**Task to carry out:** Would you copy exactly the lines in the data below from the one that has "Q: For each instance of the open" through the one that has "Q: For each instance of the round", dropping any pictures?

[[ Information supplied, beginning ]]

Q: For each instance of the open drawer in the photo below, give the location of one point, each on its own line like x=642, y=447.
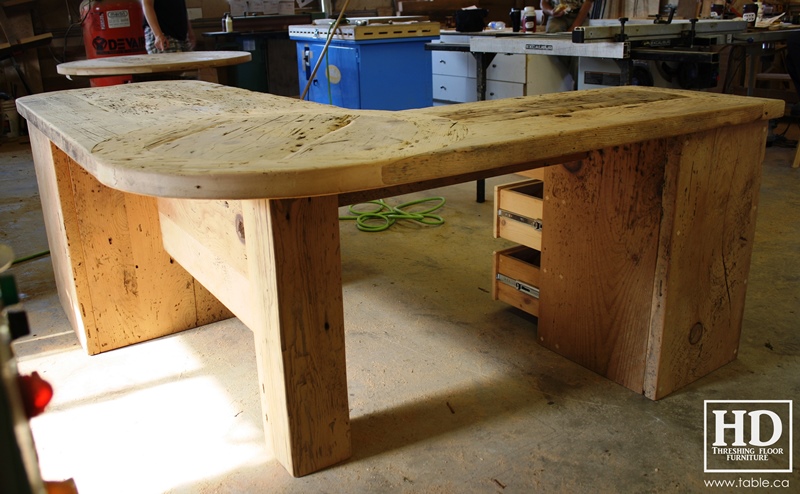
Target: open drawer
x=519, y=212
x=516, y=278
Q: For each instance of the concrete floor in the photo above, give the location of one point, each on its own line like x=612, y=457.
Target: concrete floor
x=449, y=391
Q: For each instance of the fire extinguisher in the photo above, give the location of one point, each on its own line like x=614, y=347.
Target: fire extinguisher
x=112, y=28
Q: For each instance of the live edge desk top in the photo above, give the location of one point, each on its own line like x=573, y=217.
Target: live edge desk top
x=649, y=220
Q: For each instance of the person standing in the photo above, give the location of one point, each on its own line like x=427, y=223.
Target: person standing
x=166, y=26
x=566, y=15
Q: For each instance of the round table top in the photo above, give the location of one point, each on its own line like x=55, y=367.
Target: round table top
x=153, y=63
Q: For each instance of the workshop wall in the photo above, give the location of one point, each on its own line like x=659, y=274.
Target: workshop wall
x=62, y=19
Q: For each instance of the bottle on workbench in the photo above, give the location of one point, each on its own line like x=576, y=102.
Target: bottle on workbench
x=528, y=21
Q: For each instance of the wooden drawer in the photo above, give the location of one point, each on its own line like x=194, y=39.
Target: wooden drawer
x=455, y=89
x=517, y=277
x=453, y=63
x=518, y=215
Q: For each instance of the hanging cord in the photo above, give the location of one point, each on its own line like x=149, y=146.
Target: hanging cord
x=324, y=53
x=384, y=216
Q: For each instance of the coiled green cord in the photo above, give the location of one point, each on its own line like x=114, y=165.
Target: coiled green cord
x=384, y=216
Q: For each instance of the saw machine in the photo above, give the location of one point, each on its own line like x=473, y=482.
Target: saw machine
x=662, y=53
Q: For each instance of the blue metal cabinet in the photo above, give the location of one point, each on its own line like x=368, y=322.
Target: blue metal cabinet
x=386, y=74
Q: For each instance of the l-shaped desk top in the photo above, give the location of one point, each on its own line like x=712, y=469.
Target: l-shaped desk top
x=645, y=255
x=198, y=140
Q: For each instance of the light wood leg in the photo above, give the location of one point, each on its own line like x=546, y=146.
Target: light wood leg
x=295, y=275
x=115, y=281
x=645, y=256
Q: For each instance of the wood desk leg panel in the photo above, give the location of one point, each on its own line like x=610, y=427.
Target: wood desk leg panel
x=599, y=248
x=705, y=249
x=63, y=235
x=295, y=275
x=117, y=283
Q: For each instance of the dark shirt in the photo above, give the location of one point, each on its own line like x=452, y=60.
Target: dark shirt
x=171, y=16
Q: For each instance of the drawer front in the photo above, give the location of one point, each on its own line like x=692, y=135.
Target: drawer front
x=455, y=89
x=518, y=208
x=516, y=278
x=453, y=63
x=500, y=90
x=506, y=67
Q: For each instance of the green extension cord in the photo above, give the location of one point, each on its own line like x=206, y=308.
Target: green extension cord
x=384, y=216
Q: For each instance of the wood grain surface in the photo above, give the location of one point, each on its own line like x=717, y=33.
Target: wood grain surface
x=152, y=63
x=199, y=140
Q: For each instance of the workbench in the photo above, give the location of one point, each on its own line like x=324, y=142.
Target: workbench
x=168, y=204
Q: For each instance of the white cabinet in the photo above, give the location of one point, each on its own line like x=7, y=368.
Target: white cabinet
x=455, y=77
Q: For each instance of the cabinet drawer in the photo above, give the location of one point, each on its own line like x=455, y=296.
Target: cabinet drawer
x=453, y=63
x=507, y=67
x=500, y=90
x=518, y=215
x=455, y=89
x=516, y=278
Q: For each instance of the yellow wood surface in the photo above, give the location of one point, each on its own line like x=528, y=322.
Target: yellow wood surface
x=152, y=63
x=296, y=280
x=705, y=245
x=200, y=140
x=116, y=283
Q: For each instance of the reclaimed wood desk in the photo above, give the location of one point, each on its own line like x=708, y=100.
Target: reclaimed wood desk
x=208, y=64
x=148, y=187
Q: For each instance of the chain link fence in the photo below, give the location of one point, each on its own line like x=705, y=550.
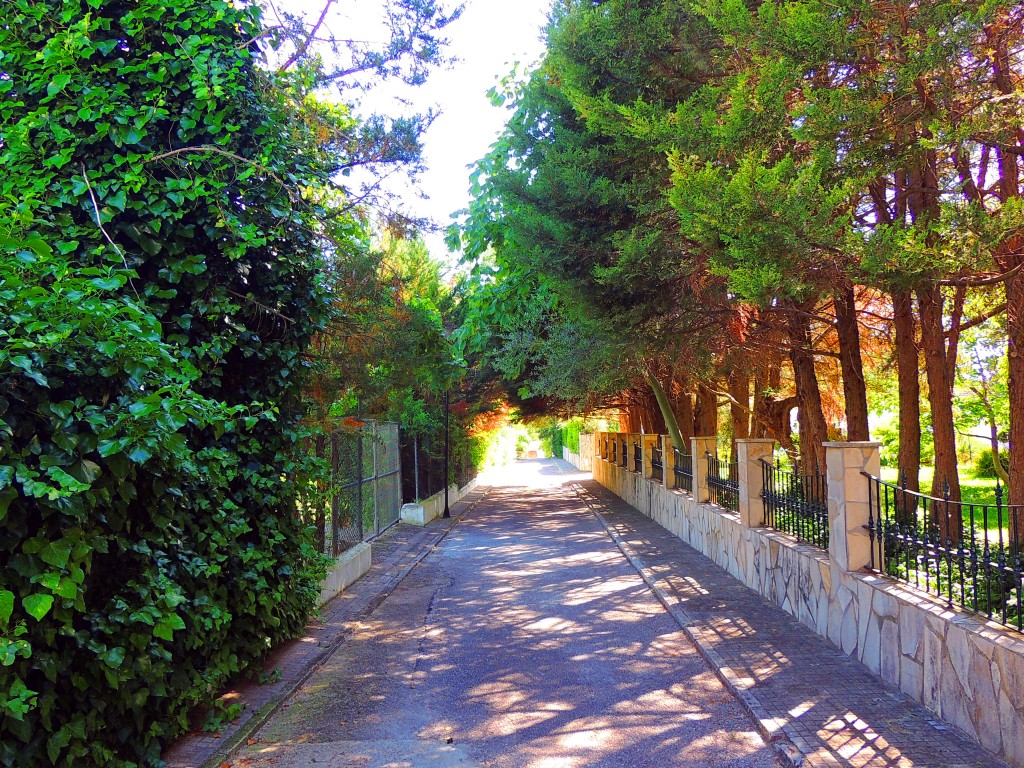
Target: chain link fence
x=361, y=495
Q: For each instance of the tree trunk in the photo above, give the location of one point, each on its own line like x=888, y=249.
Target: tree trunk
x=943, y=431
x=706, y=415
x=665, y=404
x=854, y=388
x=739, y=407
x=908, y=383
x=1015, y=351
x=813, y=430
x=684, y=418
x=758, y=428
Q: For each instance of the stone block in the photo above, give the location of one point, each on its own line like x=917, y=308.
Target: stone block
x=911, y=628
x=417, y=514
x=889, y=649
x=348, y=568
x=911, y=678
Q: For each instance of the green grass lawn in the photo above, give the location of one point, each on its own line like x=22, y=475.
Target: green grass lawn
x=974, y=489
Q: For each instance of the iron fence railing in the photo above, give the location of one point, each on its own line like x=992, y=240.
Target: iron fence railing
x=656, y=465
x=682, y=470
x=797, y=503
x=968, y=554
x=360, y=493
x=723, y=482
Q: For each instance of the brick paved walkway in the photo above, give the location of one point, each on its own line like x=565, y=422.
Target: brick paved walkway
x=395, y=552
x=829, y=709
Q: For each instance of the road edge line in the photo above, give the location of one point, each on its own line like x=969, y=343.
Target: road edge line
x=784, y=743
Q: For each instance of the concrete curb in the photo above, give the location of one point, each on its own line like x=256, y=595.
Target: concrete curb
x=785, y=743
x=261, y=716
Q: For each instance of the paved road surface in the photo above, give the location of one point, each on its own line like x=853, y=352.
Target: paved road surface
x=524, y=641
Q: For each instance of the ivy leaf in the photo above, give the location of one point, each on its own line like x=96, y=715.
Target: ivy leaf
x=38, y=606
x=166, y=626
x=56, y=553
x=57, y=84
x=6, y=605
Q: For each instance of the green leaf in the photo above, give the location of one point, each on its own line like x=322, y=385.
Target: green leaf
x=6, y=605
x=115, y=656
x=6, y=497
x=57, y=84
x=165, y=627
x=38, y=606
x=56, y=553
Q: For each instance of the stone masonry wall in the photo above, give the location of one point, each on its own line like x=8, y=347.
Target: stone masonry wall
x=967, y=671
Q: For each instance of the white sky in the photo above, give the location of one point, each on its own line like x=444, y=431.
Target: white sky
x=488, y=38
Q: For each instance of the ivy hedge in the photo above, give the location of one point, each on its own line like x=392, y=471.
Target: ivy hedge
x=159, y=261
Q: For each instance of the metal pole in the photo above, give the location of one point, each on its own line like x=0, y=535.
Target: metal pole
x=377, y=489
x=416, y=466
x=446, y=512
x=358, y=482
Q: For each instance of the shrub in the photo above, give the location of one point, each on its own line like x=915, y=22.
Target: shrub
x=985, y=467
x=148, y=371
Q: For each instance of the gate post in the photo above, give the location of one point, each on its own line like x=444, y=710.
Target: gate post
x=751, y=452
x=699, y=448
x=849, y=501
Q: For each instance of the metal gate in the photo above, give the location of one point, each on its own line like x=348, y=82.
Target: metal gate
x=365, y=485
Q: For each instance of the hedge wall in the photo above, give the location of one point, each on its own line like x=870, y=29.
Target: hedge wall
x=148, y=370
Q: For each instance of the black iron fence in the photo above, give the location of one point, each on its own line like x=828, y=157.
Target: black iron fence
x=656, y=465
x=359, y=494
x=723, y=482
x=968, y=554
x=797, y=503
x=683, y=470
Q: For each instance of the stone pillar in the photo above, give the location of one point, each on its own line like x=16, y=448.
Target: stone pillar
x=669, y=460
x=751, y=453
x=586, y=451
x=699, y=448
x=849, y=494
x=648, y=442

[[ Information supplied, end ]]
[[ Information supplied, beginning ]]

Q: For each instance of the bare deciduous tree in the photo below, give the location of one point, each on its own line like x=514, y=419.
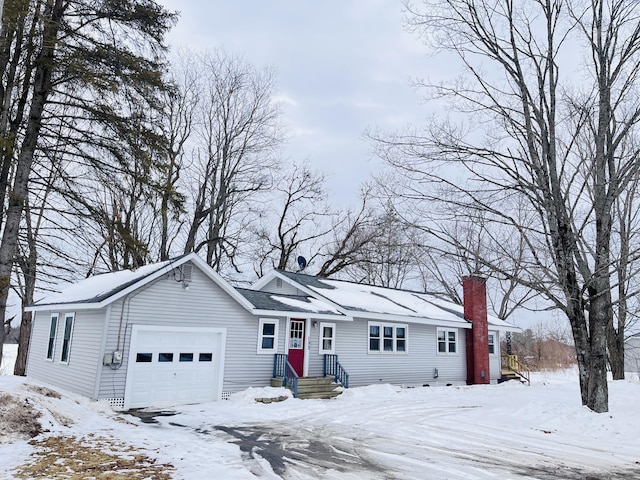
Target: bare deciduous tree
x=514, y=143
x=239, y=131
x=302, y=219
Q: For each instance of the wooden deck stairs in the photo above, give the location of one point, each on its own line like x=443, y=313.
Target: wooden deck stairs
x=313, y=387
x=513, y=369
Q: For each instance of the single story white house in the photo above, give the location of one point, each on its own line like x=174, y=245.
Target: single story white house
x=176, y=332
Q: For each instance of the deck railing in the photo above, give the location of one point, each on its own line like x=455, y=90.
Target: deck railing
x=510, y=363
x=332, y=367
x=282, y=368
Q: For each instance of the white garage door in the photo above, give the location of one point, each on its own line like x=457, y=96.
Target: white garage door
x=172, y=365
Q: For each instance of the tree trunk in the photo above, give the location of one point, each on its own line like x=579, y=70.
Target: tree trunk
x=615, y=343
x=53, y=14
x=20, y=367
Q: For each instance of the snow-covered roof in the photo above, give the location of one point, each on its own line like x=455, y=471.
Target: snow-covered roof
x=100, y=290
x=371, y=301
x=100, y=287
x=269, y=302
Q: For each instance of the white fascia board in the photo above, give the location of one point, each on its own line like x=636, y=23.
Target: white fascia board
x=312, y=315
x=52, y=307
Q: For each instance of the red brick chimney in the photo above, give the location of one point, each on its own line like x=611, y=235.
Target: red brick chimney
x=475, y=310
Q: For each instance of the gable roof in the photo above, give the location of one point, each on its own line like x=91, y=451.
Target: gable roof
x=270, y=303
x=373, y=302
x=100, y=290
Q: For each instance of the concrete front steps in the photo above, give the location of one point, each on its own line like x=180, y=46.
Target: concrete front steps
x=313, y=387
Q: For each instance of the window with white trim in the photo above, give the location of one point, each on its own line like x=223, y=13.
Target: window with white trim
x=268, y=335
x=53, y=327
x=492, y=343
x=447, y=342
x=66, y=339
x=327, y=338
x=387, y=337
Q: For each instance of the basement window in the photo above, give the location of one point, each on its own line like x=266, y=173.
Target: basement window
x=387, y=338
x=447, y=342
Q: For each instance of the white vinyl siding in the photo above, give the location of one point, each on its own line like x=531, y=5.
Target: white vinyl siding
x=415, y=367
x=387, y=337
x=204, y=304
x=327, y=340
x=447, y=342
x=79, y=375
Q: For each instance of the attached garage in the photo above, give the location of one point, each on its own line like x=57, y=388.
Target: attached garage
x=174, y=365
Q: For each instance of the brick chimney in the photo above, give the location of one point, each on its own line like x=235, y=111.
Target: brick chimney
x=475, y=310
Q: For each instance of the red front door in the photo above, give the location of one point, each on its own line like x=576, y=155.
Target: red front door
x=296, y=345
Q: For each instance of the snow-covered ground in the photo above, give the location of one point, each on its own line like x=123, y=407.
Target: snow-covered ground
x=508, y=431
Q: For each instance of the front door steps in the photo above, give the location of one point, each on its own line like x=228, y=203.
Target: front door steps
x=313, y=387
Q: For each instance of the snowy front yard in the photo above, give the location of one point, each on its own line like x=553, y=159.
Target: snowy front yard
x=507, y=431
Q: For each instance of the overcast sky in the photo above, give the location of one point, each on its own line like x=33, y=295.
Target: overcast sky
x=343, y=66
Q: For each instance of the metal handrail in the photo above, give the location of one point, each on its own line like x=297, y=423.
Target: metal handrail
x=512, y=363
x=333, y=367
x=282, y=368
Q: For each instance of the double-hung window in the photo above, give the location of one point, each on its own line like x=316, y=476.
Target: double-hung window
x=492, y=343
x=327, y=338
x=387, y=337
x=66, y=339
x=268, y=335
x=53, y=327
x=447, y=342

[[ Information supplied, end ]]
[[ Information supplied, beginning ]]

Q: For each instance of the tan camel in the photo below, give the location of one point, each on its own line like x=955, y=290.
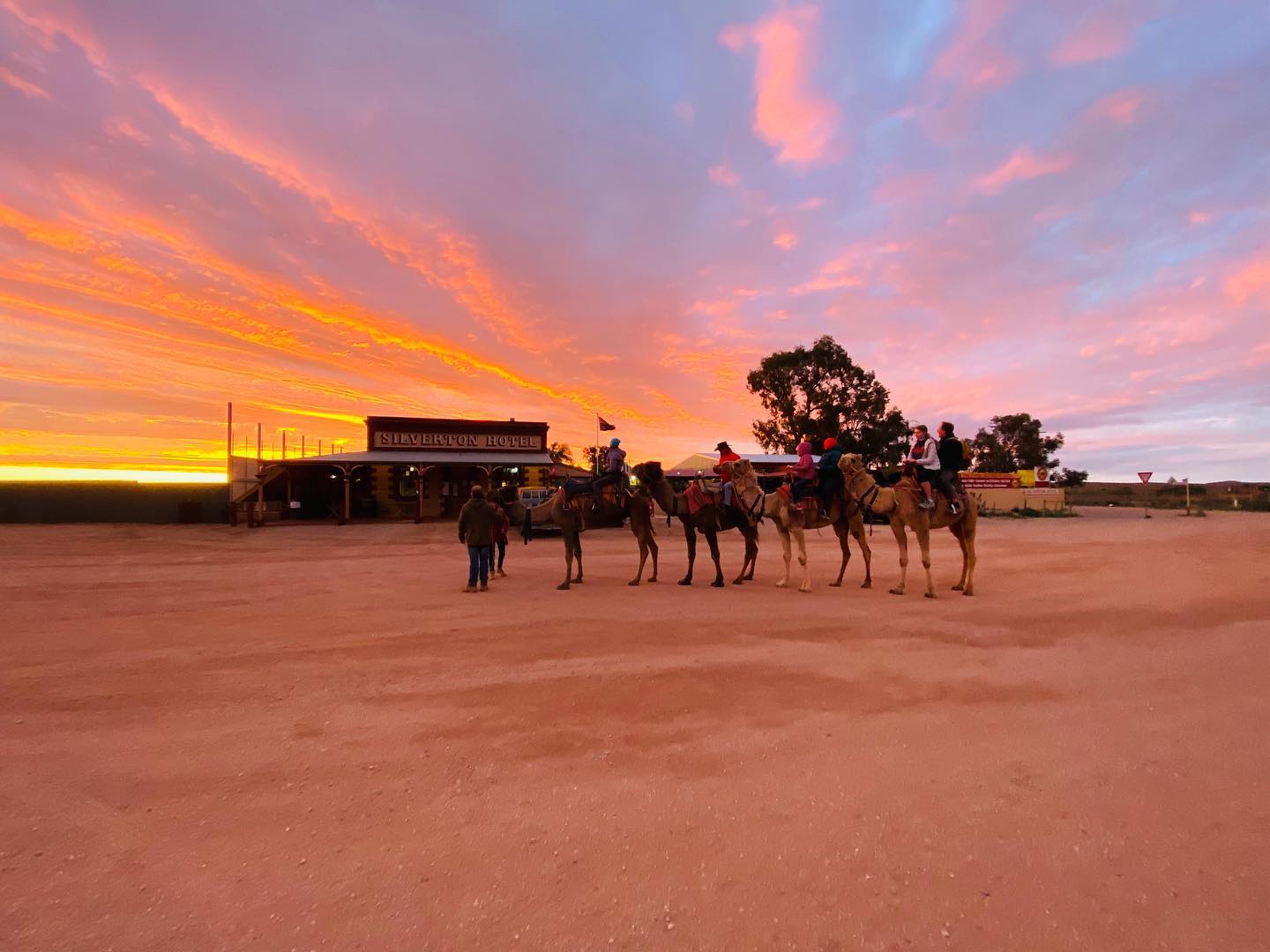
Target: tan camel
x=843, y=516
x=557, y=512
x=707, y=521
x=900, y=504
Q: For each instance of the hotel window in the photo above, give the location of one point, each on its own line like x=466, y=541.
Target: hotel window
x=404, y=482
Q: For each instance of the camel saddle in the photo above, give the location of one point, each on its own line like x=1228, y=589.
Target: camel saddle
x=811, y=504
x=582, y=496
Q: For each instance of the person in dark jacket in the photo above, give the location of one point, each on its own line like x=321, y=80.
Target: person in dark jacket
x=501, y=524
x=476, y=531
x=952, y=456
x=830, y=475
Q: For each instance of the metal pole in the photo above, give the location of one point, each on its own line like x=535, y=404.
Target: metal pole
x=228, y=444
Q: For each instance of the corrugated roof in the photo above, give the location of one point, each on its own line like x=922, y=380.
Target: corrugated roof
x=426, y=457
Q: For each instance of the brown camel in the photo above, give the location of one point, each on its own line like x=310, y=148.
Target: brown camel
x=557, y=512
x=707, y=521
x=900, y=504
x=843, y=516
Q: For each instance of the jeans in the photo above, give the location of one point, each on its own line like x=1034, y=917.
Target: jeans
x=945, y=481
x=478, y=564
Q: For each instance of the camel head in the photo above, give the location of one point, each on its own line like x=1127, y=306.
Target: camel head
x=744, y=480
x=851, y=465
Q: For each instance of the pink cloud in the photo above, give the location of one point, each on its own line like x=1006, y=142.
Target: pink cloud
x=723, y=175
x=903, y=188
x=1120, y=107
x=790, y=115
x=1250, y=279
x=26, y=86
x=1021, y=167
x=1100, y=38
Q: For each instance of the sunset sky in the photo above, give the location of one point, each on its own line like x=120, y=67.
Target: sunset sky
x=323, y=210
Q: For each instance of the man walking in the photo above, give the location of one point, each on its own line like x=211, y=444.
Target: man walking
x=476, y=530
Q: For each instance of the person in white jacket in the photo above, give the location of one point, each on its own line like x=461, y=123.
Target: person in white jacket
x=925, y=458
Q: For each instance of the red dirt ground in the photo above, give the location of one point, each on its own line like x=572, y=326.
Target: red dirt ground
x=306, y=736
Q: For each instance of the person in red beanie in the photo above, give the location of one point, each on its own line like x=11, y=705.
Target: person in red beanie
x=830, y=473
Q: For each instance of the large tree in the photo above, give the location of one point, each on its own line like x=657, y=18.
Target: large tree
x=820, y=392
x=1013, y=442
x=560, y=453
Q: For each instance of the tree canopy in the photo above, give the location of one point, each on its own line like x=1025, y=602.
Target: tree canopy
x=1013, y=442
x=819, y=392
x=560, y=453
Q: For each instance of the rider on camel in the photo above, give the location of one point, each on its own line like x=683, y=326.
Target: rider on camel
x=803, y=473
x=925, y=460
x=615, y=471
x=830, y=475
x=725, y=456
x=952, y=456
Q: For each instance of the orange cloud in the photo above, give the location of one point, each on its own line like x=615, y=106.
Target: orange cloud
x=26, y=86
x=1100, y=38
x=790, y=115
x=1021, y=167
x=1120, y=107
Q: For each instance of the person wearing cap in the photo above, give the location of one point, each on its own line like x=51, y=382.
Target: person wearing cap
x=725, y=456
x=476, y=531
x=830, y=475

[[ Information supplied, end ]]

**Solution below:**
Q: For each instance of the open drawer in the photo below, give the location of one point, each on its own line like x=642, y=447.
Target: open drawer
x=519, y=212
x=516, y=278
Q: For each instance of the concrete floor in the photo above, give the location of one point, each on its own line like x=612, y=457.
Target: concrete floor
x=449, y=391
Q: For each instance of the fire extinguisher in the photo above, give the location of one point, each on its own line like x=614, y=347.
Target: fire extinguisher
x=112, y=28
Q: For each instance of the live edge desk top in the photo above, give the location of one point, each on its own line like x=573, y=217.
Target: live edge desk top
x=649, y=220
Q: For each instance of the person standing in the photo above, give the location of one point, each on its own line like x=427, y=223.
Target: person standing
x=166, y=26
x=566, y=15
Q: For each instance of the round table top in the photo above, give the location of one point, each on its own line like x=55, y=367.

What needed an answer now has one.